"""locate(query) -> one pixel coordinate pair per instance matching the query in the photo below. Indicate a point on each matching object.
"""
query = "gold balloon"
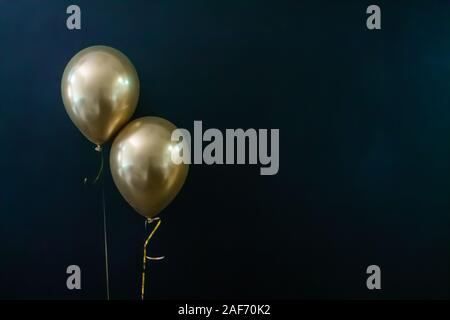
(100, 90)
(142, 167)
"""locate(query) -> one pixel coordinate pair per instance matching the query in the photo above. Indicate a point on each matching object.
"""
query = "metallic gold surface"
(142, 167)
(100, 91)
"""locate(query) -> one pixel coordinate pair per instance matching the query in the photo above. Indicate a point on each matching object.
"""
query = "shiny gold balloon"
(100, 90)
(142, 167)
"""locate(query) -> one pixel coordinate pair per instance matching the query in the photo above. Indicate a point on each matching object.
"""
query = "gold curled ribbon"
(145, 257)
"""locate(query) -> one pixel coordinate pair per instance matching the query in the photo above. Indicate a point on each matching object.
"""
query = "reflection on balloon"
(100, 91)
(142, 167)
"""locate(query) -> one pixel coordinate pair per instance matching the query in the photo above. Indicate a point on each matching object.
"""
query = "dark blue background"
(364, 119)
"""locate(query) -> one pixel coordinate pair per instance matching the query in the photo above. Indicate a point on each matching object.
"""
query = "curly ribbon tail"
(145, 257)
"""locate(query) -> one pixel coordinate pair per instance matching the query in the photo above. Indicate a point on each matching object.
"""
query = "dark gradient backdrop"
(364, 178)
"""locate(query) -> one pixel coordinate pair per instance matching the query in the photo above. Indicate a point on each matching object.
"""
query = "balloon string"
(104, 232)
(97, 178)
(145, 257)
(100, 170)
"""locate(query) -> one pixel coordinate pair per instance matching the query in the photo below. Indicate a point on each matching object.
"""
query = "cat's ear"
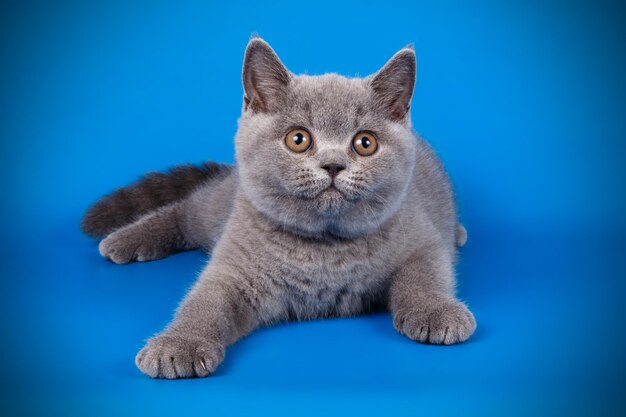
(393, 84)
(265, 78)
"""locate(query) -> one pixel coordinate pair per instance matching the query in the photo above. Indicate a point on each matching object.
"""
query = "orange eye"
(365, 143)
(298, 140)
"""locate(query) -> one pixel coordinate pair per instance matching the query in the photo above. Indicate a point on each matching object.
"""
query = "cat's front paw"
(171, 357)
(131, 243)
(443, 322)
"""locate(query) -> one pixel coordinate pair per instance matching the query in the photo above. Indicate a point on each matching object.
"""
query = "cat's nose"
(333, 169)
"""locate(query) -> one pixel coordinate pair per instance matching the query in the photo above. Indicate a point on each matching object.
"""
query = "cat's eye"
(298, 140)
(365, 143)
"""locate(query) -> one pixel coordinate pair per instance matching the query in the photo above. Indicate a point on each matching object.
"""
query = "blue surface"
(525, 102)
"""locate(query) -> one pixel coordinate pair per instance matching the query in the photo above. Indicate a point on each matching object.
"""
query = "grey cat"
(334, 208)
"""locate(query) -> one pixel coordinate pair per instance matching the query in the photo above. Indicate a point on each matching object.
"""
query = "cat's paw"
(172, 357)
(445, 322)
(132, 243)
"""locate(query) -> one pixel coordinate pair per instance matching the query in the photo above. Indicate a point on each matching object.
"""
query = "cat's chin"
(331, 202)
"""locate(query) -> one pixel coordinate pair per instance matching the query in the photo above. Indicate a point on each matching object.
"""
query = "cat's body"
(325, 231)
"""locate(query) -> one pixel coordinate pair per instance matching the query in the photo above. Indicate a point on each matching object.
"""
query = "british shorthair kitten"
(335, 207)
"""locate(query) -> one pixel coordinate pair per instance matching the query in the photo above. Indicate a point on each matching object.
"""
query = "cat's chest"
(328, 263)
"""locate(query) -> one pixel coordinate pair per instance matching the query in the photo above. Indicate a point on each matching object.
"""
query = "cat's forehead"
(330, 102)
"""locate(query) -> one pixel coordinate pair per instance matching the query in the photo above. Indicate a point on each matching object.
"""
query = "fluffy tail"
(153, 190)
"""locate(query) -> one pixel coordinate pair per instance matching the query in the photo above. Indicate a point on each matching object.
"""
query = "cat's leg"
(423, 303)
(222, 307)
(154, 236)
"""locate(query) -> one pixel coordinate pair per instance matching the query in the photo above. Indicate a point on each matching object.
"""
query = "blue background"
(524, 101)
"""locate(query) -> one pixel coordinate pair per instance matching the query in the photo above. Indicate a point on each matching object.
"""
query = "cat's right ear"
(265, 78)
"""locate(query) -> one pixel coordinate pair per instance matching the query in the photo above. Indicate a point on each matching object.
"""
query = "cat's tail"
(153, 190)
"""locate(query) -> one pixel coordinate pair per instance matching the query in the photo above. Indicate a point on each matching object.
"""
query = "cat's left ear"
(393, 84)
(265, 78)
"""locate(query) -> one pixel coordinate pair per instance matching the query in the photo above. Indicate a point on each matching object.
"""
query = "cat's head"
(325, 154)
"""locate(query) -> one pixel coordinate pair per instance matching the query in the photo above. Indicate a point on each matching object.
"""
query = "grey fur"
(284, 245)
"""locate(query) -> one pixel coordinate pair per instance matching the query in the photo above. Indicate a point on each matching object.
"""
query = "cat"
(335, 207)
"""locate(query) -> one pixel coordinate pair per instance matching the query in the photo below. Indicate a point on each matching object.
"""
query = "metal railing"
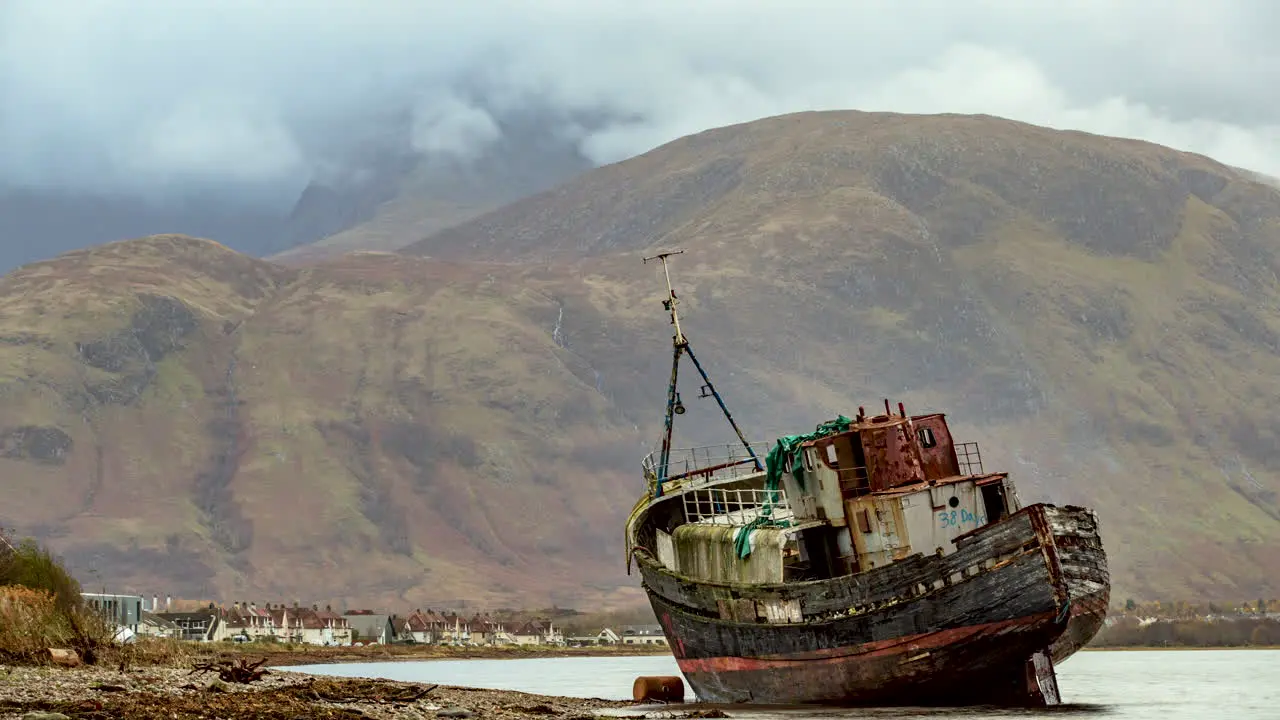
(969, 459)
(734, 506)
(712, 461)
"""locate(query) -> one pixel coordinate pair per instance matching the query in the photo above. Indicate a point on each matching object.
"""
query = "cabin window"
(993, 497)
(864, 520)
(927, 438)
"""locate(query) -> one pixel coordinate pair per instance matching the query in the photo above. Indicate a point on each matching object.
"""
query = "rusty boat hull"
(982, 625)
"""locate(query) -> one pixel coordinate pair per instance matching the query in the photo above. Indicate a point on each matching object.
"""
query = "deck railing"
(969, 459)
(734, 506)
(712, 461)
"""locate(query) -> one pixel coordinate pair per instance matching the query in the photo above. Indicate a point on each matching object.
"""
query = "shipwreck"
(871, 561)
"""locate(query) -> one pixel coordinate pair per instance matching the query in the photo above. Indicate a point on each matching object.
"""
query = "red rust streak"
(878, 648)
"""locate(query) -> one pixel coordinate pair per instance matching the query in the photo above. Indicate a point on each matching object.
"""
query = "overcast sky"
(136, 94)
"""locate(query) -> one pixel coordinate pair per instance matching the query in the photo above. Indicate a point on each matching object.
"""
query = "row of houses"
(315, 625)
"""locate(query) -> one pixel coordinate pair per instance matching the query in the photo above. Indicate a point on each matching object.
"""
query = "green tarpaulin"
(782, 452)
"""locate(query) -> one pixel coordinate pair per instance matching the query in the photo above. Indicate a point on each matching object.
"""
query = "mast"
(680, 346)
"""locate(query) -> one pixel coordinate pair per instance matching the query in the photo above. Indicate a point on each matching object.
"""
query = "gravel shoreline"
(177, 693)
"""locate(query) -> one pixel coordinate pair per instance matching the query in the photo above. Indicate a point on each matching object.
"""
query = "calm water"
(1121, 686)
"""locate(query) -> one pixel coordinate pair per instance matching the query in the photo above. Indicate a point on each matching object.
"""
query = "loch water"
(1156, 684)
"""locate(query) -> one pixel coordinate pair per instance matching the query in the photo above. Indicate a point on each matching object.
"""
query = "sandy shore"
(174, 693)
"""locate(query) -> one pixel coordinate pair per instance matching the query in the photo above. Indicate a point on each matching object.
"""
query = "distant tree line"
(1182, 609)
(1201, 632)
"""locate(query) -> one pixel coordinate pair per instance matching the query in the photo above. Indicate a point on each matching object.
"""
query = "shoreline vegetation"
(41, 609)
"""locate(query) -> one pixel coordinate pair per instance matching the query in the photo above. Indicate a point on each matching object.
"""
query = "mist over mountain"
(270, 126)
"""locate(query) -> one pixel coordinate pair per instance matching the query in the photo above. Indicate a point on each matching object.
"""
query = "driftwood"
(359, 691)
(232, 671)
(64, 657)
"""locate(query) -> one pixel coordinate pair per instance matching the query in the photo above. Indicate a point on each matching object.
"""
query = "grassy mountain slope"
(1098, 314)
(385, 428)
(1101, 313)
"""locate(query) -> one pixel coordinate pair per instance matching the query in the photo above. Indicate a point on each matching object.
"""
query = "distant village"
(133, 616)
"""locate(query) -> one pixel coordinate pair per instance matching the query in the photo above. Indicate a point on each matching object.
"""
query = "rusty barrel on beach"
(658, 688)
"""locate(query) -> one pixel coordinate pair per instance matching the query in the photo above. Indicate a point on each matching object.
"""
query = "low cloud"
(137, 95)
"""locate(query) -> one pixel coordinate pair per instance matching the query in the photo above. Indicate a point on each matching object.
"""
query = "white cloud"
(448, 126)
(137, 91)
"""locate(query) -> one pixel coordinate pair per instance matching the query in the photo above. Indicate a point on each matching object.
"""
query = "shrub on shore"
(41, 606)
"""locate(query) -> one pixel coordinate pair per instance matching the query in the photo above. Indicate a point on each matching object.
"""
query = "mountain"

▸ **EXERCISE BRIEF**
List each line of the listing above that contains the word "ribbon", counting a match only when the case is the same.

▸ **SOLUTION FOR THIS EXERCISE**
query = "gold curled ribbon"
query = "curly ribbon tail"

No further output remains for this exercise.